■ WHAT YOU HAVE TO DO ■
Pick out every line below that contains the word "window", and copy each of those lines.

— START OF EXCERPTED RECORDS —

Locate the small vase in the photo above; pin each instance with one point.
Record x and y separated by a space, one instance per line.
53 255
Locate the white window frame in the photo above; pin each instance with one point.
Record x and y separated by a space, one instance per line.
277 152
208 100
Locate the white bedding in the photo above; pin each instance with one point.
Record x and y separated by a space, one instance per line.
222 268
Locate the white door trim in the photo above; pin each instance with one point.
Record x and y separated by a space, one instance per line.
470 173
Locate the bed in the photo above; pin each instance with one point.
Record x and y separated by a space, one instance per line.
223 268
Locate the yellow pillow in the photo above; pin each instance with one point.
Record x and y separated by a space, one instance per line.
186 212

— END OF EXCERPTED RECORDS —
— START OF EXCERPTED RECORDS —

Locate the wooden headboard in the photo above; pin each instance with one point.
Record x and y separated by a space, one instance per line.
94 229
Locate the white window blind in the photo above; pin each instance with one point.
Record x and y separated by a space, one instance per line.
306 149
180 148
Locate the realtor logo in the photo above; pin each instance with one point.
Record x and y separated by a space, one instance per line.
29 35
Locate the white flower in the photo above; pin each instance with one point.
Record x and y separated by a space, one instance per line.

— END OF EXCERPTED RECORDS —
— START OF EXCERPTED RECORDS —

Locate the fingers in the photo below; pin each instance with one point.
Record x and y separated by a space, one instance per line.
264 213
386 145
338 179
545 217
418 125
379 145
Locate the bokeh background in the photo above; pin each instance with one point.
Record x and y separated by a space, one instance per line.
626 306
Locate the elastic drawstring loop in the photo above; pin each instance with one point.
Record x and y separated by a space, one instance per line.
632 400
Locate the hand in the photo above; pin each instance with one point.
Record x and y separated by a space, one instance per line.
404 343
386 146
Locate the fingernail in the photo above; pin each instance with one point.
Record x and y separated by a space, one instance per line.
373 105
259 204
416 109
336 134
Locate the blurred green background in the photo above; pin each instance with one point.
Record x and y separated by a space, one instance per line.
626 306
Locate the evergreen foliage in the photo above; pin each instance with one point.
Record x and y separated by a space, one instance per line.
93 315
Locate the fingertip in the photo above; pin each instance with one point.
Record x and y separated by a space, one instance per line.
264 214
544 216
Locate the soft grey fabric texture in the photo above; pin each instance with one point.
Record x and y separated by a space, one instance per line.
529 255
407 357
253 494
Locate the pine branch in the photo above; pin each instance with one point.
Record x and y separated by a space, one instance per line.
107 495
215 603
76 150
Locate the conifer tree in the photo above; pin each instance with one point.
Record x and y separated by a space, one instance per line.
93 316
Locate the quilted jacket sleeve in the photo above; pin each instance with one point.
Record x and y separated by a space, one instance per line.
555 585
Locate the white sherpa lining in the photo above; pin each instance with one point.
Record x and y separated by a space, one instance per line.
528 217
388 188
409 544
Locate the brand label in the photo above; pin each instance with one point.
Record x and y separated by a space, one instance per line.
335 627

— END OF EXCERPTED RECORDS —

■ REPLY TO THE TASK ■
Locate the white window frame in the photo above; pin each instance with one point.
Locate the white window blind in the photo above; pin each instance with one point.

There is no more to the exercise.